Retype only what runs from the line that contains "mark: the woman" through the last line of the listing below, both lines included.

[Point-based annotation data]
<<<<
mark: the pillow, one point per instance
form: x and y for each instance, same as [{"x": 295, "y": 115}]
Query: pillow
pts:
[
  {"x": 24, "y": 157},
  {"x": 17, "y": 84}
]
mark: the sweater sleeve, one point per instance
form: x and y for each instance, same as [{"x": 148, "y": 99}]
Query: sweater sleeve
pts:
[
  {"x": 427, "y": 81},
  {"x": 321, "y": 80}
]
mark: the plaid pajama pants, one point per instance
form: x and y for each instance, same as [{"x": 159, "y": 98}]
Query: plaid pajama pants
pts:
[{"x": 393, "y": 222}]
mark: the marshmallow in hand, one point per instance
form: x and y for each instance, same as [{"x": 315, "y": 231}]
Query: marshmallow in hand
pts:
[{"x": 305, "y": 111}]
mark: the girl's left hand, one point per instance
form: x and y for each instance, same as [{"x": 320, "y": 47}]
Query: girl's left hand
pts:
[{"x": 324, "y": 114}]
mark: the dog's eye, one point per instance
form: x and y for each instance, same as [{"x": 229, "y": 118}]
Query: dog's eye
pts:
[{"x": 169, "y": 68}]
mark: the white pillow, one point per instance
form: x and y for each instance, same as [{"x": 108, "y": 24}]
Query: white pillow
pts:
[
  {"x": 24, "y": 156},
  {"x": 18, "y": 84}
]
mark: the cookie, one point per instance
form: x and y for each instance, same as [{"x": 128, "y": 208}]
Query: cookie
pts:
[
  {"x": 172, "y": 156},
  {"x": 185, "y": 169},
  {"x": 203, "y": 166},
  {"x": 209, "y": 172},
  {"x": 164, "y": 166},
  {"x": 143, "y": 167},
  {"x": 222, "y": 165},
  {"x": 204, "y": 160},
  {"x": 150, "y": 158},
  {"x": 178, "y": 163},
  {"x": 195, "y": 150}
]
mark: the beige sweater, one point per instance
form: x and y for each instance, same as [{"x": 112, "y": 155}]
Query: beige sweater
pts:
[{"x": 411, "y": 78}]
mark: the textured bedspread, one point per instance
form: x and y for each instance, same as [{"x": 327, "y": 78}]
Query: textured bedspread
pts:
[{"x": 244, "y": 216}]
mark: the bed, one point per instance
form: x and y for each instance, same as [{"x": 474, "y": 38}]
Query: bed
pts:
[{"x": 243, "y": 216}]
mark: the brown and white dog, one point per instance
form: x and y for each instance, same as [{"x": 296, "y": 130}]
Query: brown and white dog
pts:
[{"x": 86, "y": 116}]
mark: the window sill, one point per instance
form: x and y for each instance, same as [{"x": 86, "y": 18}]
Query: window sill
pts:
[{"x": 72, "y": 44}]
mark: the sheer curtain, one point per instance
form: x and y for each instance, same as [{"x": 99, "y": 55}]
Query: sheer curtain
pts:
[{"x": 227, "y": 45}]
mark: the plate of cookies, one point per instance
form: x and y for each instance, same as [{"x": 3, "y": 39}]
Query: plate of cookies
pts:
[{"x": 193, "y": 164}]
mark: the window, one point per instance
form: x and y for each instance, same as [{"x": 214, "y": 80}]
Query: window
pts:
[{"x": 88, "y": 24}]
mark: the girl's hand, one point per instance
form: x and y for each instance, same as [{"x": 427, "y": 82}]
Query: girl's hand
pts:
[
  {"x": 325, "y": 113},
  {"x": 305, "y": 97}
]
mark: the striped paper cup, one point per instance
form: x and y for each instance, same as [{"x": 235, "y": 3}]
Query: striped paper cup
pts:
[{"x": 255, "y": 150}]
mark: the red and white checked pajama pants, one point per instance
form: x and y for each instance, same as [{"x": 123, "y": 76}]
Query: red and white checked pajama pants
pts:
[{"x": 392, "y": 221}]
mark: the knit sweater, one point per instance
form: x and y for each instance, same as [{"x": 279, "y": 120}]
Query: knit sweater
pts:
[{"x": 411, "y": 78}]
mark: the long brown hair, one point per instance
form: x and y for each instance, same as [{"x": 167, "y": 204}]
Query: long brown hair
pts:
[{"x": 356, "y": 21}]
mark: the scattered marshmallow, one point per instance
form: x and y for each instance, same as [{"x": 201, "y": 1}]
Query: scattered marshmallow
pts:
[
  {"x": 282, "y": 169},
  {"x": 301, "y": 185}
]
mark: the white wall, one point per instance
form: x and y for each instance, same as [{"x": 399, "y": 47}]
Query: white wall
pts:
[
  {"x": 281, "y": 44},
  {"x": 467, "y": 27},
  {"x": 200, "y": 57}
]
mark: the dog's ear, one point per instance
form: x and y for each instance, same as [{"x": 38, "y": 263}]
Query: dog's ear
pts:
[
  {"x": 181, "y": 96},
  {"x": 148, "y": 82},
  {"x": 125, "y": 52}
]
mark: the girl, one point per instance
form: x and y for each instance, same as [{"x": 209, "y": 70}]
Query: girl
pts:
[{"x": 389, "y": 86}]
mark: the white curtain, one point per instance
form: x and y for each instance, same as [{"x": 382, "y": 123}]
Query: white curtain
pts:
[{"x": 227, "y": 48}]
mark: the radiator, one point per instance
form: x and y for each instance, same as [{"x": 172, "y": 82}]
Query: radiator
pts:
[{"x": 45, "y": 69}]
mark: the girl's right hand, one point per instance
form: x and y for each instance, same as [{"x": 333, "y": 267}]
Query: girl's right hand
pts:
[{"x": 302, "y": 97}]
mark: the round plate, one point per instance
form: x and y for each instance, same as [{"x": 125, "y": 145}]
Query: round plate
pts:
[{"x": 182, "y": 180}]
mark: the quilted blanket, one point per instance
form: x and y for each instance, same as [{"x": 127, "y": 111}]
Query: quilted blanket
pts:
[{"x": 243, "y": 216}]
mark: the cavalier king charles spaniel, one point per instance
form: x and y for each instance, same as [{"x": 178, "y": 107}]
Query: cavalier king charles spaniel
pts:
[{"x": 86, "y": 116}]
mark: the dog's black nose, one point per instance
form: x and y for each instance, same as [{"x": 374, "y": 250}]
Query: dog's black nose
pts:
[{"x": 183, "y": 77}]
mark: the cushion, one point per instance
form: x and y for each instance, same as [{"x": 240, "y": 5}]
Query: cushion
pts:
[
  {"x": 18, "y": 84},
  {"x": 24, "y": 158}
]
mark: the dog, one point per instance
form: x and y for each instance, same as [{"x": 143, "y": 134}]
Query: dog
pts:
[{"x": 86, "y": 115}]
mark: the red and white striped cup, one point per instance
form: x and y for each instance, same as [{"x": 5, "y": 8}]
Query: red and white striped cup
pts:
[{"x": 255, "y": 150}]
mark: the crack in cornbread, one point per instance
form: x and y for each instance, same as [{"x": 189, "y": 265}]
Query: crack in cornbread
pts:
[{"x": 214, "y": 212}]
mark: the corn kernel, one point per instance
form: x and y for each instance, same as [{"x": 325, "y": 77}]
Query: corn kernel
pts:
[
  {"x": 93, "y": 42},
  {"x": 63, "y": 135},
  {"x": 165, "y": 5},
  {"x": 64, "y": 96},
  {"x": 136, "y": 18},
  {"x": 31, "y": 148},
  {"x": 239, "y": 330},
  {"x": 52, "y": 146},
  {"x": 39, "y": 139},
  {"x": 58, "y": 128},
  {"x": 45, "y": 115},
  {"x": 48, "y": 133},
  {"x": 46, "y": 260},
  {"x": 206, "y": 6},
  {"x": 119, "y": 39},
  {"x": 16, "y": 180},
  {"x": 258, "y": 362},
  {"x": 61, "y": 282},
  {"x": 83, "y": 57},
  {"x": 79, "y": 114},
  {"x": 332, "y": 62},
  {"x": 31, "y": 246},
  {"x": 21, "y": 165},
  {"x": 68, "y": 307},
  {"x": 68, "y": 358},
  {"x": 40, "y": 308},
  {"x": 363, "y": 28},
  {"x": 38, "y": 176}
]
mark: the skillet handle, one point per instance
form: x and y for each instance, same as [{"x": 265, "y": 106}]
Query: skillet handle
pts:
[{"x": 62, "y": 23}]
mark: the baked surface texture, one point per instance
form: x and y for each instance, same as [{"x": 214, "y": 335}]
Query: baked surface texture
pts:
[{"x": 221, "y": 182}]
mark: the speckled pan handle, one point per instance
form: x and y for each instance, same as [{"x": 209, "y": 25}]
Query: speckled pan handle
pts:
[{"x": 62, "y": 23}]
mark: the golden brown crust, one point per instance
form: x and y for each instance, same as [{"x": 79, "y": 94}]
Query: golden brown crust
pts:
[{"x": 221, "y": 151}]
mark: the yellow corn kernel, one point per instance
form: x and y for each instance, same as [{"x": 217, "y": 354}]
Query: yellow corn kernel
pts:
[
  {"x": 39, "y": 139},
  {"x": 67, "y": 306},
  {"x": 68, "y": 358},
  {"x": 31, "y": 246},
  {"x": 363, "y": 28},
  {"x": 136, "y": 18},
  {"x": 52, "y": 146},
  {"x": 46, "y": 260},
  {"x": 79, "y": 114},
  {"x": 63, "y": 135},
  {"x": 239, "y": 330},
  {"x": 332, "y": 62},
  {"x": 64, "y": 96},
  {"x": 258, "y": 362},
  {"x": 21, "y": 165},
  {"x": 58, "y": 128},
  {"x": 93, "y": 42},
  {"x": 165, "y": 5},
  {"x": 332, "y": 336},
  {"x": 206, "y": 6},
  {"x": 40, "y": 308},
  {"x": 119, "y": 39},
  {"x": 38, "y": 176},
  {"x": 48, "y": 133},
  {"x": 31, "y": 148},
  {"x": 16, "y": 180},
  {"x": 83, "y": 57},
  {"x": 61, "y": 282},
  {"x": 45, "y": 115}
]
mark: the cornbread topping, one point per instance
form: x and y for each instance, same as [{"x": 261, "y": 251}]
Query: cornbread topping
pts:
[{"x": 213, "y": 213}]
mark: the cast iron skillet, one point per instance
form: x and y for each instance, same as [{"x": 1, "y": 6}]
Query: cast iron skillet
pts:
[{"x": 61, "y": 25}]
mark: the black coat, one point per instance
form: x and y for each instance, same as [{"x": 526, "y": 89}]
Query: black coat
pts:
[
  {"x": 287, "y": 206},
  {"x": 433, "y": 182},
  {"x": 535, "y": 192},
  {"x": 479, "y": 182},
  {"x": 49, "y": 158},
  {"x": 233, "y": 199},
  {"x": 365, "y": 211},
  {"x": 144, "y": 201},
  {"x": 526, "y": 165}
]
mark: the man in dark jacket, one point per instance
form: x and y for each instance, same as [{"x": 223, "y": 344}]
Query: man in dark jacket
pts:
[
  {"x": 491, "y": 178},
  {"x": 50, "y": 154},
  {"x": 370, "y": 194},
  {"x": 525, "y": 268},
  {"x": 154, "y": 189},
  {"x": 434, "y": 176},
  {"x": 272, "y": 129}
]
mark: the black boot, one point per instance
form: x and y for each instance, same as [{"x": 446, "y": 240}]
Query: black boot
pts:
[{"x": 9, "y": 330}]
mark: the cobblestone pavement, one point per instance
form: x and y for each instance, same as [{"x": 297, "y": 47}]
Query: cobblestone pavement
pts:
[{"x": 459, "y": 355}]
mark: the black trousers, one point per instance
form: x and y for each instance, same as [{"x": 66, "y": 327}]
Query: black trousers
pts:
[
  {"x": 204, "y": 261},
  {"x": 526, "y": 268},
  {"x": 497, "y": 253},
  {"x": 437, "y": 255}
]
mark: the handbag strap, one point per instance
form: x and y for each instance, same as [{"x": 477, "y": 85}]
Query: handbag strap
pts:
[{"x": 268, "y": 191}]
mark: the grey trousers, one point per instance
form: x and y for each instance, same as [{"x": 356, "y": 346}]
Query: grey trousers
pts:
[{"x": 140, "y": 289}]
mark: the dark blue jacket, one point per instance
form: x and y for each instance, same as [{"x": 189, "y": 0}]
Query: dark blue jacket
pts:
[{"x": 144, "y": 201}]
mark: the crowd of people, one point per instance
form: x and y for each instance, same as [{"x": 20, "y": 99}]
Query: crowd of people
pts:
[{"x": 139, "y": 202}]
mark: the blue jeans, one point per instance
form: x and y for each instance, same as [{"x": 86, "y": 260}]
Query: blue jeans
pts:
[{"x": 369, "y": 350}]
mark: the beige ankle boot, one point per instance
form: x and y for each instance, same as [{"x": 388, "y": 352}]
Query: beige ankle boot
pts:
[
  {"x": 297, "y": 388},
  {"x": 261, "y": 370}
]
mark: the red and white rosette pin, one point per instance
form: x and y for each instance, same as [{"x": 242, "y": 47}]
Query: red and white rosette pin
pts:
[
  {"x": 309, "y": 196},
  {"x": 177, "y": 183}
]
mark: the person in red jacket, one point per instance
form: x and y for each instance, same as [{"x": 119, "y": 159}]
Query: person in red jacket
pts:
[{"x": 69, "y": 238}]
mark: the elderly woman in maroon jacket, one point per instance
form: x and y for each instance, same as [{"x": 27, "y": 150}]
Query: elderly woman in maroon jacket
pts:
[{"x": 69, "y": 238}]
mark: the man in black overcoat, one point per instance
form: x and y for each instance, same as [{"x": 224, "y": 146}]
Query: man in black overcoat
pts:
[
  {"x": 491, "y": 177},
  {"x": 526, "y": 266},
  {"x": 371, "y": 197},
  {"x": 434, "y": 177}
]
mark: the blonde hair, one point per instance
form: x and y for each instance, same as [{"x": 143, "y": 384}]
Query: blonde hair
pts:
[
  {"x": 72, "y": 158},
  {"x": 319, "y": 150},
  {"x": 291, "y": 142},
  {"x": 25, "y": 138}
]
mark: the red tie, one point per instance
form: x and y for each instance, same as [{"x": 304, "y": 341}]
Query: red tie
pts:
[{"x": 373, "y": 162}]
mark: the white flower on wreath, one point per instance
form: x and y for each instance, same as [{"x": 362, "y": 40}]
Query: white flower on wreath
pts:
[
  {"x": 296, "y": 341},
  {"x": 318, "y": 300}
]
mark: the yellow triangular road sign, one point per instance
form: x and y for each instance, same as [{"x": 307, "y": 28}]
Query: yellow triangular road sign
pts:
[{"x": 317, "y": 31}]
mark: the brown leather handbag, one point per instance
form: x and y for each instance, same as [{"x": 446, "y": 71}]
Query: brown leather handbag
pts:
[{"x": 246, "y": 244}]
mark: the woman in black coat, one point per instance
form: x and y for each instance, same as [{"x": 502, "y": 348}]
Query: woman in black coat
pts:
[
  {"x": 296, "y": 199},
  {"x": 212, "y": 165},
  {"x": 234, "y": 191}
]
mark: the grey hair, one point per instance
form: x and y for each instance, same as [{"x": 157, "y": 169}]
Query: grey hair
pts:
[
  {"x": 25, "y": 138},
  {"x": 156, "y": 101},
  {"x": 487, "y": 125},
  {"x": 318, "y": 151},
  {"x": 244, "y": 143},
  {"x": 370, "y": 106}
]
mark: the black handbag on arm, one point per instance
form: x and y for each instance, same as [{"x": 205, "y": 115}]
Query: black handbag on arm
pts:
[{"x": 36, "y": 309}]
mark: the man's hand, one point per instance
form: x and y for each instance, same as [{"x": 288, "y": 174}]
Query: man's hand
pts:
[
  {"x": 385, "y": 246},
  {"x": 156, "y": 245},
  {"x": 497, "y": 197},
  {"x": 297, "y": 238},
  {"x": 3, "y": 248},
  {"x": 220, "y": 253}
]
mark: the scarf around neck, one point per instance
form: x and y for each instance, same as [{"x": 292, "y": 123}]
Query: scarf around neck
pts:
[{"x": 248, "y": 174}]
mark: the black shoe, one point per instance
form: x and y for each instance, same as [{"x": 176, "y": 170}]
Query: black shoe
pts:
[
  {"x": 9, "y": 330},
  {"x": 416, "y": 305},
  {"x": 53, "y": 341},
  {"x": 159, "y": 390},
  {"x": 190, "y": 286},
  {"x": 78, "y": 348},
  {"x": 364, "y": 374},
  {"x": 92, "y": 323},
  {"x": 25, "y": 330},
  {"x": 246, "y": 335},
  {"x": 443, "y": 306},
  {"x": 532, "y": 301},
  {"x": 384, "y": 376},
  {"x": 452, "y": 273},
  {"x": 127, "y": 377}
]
>>>>
#### Answer:
mark: the woman in black coat, one point per instance
form: x and y for each instance, same as [{"x": 502, "y": 348}]
Query: woman in black coat
pts:
[
  {"x": 296, "y": 199},
  {"x": 212, "y": 165},
  {"x": 234, "y": 191}
]
mark: the grey hair, one point per instance
form: x and y for each instance, same as [{"x": 157, "y": 169}]
Query: grey hair
pts:
[
  {"x": 25, "y": 138},
  {"x": 156, "y": 101},
  {"x": 487, "y": 125},
  {"x": 318, "y": 151},
  {"x": 244, "y": 143},
  {"x": 370, "y": 106}
]
mark: the black handbag on arm, one point per instance
form: x and y for each instance, same as [{"x": 205, "y": 115}]
Query: black handbag on arm
pts:
[{"x": 36, "y": 309}]
mark: the man's hand, one point per instance
form: x and y for each instance, same as [{"x": 288, "y": 174}]
Query: man's hand
pts:
[
  {"x": 385, "y": 246},
  {"x": 156, "y": 245},
  {"x": 497, "y": 197},
  {"x": 297, "y": 238},
  {"x": 3, "y": 248},
  {"x": 220, "y": 253}
]
mark: the scarf around neck, one point per instance
form: x and y for each instance, same as [{"x": 292, "y": 123}]
Query: scarf around neck
pts:
[{"x": 248, "y": 174}]
mark: the black shoe, one point per instance
form: x and y for each instance, same as [{"x": 176, "y": 170}]
Query: black shoe
pts:
[
  {"x": 9, "y": 330},
  {"x": 416, "y": 305},
  {"x": 53, "y": 341},
  {"x": 159, "y": 390},
  {"x": 190, "y": 286},
  {"x": 78, "y": 348},
  {"x": 364, "y": 374},
  {"x": 92, "y": 323},
  {"x": 25, "y": 330},
  {"x": 246, "y": 335},
  {"x": 443, "y": 306},
  {"x": 532, "y": 301},
  {"x": 384, "y": 376},
  {"x": 452, "y": 273},
  {"x": 127, "y": 377}
]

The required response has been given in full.